_YOUR INSTRUCTIONS_
Take the line that contains "instance of the sea" and each line after it in the material below, and transcribe them exactly, stopping at the end.

_SUPPLIED RECORDS_
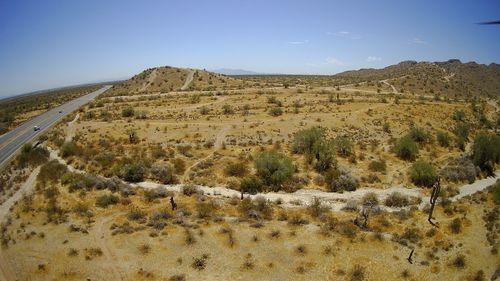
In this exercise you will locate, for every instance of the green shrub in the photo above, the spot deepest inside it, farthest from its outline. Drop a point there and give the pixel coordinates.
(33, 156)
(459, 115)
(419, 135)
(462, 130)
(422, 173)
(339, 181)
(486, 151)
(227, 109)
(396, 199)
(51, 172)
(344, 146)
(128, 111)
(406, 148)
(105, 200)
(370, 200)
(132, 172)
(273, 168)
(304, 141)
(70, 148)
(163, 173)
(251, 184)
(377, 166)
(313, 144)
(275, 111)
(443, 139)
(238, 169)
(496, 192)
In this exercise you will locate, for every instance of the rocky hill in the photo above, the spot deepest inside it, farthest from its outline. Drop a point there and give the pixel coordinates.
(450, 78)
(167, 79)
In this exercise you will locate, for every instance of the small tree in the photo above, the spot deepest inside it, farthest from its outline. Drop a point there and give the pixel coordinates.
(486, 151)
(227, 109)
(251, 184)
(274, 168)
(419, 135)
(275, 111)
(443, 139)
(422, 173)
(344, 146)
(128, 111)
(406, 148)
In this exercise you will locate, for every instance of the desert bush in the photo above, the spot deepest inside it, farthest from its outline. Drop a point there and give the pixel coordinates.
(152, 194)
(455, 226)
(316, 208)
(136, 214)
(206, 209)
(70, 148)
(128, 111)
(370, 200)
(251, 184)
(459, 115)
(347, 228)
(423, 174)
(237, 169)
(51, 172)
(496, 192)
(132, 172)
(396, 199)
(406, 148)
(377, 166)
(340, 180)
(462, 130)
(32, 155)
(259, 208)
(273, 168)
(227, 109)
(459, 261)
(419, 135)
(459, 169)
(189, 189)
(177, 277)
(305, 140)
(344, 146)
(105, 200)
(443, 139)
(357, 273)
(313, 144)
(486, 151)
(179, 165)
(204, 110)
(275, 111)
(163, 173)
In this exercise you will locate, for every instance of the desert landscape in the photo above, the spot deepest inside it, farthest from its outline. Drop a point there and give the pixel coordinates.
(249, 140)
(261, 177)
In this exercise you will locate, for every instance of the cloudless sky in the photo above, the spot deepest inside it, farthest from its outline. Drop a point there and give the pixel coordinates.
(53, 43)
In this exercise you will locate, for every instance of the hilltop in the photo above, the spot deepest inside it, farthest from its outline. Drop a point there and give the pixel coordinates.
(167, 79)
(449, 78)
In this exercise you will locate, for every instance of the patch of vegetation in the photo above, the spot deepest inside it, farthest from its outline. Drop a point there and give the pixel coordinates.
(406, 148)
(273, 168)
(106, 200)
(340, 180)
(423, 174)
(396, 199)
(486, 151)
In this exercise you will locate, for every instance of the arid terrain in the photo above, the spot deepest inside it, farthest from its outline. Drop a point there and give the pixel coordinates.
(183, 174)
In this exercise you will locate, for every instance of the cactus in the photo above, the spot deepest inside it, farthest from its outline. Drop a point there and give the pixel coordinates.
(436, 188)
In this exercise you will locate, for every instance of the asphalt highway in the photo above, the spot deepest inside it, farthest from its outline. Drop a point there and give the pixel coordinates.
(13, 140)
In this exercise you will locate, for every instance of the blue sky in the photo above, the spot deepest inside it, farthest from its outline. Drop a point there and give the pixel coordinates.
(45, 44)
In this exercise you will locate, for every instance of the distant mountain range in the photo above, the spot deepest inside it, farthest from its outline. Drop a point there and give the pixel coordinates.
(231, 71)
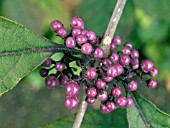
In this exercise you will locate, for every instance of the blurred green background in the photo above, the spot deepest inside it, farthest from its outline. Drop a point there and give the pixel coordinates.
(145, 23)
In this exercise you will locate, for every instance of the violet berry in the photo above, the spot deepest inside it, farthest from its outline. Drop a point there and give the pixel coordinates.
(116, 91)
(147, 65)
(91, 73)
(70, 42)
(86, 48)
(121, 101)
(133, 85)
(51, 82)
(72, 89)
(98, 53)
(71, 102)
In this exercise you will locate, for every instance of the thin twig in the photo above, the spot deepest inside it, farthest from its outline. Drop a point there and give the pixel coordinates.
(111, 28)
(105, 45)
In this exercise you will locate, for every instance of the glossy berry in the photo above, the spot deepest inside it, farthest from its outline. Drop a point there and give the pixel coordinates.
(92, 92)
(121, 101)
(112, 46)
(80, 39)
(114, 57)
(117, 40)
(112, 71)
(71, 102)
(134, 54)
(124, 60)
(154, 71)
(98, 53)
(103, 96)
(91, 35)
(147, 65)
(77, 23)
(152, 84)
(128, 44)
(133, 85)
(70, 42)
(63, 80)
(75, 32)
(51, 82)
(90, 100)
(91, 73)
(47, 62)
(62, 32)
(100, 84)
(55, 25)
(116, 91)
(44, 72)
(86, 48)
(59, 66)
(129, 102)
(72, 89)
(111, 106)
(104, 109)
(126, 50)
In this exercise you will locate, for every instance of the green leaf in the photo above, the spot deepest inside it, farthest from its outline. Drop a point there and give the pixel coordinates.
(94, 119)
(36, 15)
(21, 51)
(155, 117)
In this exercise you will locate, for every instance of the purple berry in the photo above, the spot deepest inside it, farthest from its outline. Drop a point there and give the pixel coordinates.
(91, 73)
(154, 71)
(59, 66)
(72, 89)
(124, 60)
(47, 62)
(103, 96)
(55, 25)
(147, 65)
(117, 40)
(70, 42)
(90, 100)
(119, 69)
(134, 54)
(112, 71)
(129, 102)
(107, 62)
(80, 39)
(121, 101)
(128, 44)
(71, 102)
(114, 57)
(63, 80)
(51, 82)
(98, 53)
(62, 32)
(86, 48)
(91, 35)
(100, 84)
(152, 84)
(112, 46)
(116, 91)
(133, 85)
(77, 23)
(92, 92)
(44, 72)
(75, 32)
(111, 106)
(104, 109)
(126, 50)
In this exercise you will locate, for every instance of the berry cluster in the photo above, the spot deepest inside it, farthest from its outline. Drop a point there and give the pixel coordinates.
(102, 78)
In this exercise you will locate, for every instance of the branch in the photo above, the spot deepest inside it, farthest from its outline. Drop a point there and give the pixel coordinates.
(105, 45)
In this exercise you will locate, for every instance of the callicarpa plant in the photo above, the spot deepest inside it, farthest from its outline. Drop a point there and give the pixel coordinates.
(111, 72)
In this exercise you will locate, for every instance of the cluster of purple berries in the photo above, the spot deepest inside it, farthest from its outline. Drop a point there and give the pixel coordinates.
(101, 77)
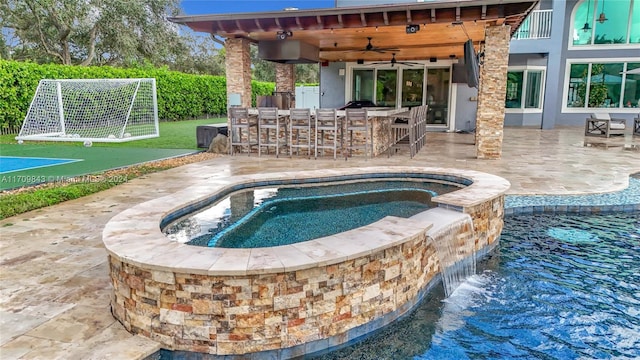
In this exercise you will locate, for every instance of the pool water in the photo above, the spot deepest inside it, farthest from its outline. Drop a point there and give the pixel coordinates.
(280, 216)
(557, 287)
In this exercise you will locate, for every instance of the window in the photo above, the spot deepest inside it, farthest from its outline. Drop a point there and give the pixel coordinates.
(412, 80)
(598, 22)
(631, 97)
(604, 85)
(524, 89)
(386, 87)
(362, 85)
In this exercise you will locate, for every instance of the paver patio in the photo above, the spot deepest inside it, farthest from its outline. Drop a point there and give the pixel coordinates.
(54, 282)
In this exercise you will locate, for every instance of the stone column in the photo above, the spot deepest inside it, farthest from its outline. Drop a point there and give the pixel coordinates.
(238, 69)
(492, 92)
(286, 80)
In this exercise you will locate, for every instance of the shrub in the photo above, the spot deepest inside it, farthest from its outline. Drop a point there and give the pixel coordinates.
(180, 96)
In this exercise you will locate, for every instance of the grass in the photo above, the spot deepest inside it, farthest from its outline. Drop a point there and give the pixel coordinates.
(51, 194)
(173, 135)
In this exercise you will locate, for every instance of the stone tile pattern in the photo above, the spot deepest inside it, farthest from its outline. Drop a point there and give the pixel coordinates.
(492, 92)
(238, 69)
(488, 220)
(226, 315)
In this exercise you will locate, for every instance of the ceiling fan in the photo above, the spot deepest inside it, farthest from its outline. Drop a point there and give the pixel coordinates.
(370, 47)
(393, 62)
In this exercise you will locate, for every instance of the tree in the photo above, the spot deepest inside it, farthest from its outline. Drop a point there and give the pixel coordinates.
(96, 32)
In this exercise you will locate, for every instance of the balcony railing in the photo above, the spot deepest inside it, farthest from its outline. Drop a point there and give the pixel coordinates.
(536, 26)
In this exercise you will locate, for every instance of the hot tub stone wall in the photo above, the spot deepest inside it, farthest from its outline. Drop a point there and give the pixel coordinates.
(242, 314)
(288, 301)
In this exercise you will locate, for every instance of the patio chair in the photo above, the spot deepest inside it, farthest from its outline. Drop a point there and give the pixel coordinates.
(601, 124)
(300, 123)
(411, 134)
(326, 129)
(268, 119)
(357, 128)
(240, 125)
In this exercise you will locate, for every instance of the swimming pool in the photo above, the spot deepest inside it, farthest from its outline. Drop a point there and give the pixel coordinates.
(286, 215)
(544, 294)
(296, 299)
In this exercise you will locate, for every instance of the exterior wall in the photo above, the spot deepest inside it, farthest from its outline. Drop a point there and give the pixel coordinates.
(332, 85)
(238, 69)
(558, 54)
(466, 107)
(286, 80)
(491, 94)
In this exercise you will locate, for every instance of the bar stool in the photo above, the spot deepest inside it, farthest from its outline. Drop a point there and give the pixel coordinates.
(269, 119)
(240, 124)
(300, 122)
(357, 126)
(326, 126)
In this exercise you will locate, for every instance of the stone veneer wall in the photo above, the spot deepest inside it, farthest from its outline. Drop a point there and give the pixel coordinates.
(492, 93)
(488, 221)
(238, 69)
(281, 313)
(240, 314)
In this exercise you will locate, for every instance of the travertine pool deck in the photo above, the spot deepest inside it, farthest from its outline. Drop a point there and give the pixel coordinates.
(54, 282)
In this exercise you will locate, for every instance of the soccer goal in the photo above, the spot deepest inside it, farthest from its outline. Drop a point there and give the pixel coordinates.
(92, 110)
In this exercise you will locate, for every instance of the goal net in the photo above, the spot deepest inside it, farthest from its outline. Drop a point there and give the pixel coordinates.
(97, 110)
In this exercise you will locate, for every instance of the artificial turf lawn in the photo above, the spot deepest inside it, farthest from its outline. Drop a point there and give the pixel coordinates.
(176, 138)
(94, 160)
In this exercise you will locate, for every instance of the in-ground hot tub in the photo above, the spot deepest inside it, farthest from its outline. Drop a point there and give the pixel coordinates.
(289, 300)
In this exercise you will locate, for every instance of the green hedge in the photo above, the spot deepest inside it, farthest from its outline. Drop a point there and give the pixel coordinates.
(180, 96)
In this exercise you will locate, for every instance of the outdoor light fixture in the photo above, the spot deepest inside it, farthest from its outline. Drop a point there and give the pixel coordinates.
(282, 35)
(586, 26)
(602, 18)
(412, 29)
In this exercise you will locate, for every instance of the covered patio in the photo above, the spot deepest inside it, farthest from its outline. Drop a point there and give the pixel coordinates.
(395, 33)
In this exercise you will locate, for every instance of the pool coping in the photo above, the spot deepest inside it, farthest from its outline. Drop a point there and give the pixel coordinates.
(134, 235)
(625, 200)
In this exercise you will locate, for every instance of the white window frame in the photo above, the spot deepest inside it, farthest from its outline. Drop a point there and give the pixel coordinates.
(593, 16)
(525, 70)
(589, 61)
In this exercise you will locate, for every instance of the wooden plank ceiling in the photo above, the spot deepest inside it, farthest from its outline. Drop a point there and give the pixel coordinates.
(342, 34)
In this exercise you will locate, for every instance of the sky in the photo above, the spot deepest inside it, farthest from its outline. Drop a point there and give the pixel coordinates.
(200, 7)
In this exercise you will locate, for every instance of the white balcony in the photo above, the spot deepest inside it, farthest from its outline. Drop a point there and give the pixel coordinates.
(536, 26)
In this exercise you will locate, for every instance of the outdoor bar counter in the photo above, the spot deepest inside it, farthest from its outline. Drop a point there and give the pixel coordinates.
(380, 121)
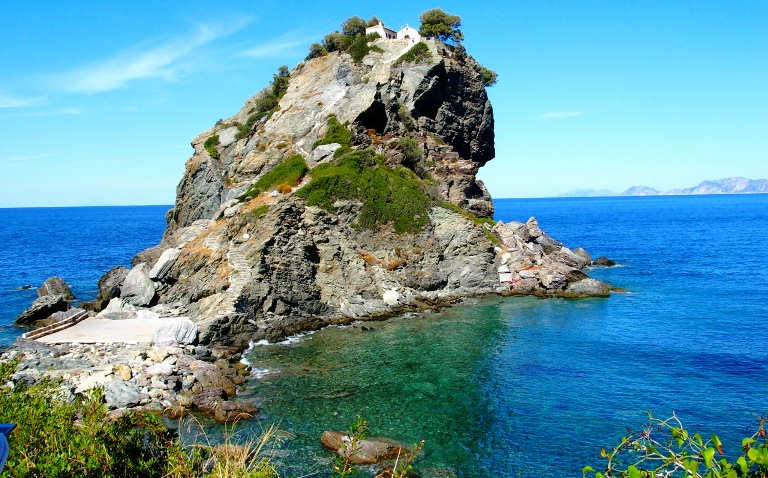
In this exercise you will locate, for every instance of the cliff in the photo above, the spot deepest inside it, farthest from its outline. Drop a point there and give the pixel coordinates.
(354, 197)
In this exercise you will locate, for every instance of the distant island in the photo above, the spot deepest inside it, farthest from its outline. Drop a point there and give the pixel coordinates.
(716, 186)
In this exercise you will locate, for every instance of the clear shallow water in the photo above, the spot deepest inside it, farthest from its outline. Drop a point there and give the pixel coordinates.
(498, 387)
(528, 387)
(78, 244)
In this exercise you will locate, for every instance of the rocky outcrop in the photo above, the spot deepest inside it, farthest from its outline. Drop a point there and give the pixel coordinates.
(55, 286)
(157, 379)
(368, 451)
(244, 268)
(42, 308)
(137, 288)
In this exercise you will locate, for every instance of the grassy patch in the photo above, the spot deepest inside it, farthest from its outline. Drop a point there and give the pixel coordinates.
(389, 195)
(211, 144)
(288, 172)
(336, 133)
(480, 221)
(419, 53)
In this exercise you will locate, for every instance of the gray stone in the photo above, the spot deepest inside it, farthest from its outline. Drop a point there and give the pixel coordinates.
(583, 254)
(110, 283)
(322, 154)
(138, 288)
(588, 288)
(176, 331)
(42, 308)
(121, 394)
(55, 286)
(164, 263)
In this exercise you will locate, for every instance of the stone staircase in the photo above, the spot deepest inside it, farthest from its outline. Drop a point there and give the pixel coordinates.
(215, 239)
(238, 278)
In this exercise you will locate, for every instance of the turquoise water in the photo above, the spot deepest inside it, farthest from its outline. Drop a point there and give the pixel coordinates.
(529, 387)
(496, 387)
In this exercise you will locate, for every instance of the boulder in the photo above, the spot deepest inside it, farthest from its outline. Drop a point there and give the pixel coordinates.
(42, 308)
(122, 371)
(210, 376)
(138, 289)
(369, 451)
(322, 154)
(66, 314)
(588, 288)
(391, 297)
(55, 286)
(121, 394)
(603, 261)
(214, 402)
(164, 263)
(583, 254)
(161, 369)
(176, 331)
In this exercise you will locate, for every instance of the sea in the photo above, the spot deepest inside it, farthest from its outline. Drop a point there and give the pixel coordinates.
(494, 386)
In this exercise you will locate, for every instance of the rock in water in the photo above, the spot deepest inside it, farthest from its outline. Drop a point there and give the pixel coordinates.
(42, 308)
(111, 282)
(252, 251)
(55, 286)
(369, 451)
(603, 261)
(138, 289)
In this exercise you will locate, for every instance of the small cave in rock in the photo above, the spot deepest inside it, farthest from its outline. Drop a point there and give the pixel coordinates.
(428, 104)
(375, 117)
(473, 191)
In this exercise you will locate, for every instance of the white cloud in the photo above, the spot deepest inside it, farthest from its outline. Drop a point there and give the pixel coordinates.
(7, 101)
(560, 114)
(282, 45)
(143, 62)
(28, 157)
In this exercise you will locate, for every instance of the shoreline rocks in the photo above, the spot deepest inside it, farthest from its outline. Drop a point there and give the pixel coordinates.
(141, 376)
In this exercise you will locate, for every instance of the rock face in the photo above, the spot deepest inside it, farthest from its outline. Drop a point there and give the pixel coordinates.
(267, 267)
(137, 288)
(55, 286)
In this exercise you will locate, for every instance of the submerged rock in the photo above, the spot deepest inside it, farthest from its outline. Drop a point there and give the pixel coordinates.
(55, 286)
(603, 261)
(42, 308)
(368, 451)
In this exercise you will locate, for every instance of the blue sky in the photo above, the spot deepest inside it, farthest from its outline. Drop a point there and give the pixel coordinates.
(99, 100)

_EXERCISE RESPONSE_
In this exercise you will locate, for every instance of the sea in the photo above, the spot deepest inside it, farthest from its outline. Drop a point there and give the pixel coordinates.
(494, 386)
In this exercise you will locate, for every instance of the rock in water in the photo above, the spot deepest inside it, farthest from its outline. Drop a point there and give the pixel coordinates.
(42, 308)
(111, 282)
(252, 251)
(55, 286)
(369, 451)
(603, 261)
(138, 289)
In this exercise you will locate, for every instance of the small cave in rock in the photo above, the spot deepest inside it, farthest from its outline. Drop a point there and give the pixel coordinates.
(428, 104)
(375, 117)
(473, 191)
In this exercise you will locate, for every instance of the white cloud in the photo above, the spot deepest inside it, farthest from its outline. Drop a point there and give the pixel coordinates.
(7, 101)
(560, 114)
(282, 45)
(143, 62)
(28, 157)
In this exercise you will locate, for every instance of the shoreline rocks in the photo above, the spot deepest inside it, farthest from its outline. Drop a point there and give the pixel coordinates.
(141, 376)
In this exercise you will locate, for every instance of the rock face in the photo above, the spot deepest inside it, farthest from its outline. Drop a point there and give the pixel coordinates.
(267, 267)
(137, 288)
(55, 286)
In this exercise you will locate, for every instance of the submerged rock in the photo above, the spot deepest inside it, farthest from its outline. Drop a point there and give the pixel coordinates.
(55, 286)
(603, 261)
(42, 308)
(368, 451)
In this exercise you will locate, for every instance of the blue sky in the photo above, the spot deepest inside it, farthest from its outline. Drop a point there and give the pixel coordinates.
(99, 100)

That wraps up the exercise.